====== Records supplied

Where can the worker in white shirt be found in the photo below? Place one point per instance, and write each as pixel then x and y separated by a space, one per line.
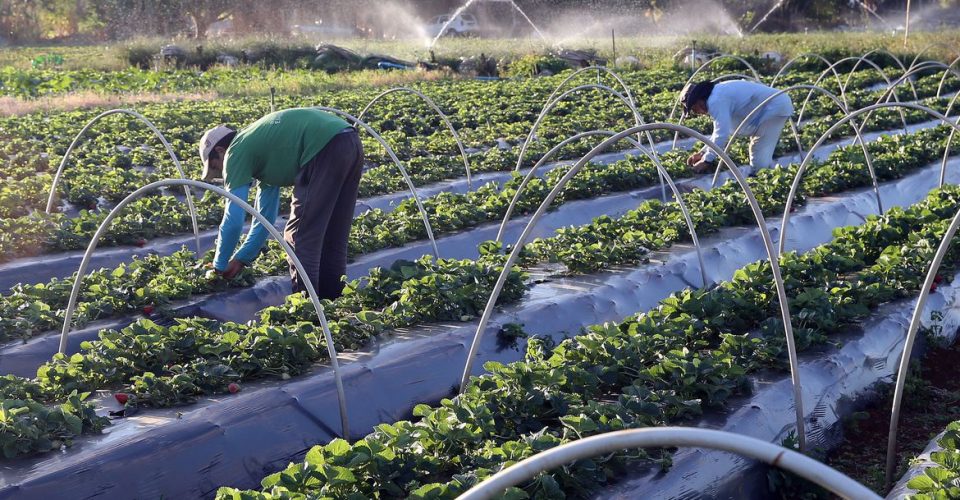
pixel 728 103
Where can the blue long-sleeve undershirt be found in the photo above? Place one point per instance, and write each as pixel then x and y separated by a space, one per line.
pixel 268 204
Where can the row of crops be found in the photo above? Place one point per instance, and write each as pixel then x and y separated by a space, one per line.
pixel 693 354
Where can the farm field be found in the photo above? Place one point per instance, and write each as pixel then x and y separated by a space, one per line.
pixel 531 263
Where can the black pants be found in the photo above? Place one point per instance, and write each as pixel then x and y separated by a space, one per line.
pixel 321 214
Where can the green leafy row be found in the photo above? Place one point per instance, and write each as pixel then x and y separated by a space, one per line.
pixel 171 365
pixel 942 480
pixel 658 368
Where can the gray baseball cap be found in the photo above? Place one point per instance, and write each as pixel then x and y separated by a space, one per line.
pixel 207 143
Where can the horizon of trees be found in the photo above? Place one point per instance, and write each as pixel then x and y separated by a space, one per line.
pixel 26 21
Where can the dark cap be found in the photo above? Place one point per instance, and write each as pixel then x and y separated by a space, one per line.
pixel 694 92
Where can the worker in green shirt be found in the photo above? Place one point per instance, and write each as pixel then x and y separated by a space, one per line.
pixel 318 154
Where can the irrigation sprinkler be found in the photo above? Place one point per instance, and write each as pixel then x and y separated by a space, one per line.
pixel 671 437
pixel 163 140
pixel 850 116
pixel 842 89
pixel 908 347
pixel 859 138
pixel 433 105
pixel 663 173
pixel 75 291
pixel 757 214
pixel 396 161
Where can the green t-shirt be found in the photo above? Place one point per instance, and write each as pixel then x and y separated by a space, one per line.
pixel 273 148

============
====== Records supplied

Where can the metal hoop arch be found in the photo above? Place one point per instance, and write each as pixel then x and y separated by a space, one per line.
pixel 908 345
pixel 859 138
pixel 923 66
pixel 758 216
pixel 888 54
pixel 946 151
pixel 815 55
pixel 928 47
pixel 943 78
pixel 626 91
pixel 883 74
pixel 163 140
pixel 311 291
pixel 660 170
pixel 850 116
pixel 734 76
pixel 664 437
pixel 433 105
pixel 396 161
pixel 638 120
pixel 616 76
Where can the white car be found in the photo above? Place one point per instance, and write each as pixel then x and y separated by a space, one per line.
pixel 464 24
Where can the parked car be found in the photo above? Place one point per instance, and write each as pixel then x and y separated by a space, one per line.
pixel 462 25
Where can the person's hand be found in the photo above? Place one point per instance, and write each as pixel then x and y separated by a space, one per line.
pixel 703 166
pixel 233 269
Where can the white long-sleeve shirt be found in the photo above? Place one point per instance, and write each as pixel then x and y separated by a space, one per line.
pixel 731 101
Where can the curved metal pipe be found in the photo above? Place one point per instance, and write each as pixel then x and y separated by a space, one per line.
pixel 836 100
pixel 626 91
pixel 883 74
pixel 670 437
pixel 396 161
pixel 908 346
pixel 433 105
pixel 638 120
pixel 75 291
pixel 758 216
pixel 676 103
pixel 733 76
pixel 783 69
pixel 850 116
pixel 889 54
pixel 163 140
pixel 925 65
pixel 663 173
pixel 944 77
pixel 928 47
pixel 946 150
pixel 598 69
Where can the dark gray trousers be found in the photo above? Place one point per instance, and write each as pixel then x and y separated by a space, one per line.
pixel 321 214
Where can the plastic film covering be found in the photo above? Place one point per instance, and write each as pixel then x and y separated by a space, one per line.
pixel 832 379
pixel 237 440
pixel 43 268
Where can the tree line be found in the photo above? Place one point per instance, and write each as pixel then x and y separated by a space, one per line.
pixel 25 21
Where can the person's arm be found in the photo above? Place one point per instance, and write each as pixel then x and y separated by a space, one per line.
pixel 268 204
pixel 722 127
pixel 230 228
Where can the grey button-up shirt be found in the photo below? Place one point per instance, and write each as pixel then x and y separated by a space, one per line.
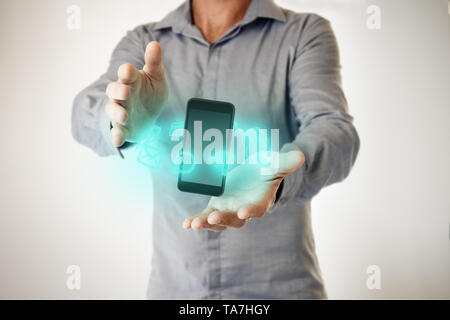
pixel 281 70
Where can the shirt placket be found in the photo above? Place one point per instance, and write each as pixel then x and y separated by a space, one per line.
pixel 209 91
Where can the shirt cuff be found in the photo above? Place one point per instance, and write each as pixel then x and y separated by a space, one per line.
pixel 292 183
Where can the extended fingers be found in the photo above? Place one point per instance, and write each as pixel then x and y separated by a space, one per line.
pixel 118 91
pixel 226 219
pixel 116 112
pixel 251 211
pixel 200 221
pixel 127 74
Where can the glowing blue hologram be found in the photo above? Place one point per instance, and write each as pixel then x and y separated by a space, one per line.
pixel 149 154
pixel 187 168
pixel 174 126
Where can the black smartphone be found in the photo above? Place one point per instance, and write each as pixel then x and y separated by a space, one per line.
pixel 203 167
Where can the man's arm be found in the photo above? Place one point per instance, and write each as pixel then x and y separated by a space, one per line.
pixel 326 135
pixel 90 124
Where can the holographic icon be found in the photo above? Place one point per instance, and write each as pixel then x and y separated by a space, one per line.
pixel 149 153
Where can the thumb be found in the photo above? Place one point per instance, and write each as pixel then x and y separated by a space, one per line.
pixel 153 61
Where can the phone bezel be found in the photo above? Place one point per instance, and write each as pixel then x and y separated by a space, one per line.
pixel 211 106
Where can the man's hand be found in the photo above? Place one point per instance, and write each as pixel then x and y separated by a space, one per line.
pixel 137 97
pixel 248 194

============

[Exercise instructions]
Present everything from the line containing "Where can the white car" down to the line containing "pixel 462 25", both included, as a Markdown table with the columns Row and Entry. Omit blank lines and give no other part of the material.

[Result below]
| Row | Entry |
|---|---|
| 1 | Where can the white car be found in the photo above? Place one point per instance, and write each as pixel then x and y separated by a space, one per line. |
| 2 | pixel 464 24 |
| 3 | Where can the parked car be found in the photo above? Place one point per instance, and write each as pixel then x and y separated by a space, one per line. |
| 4 | pixel 462 25 |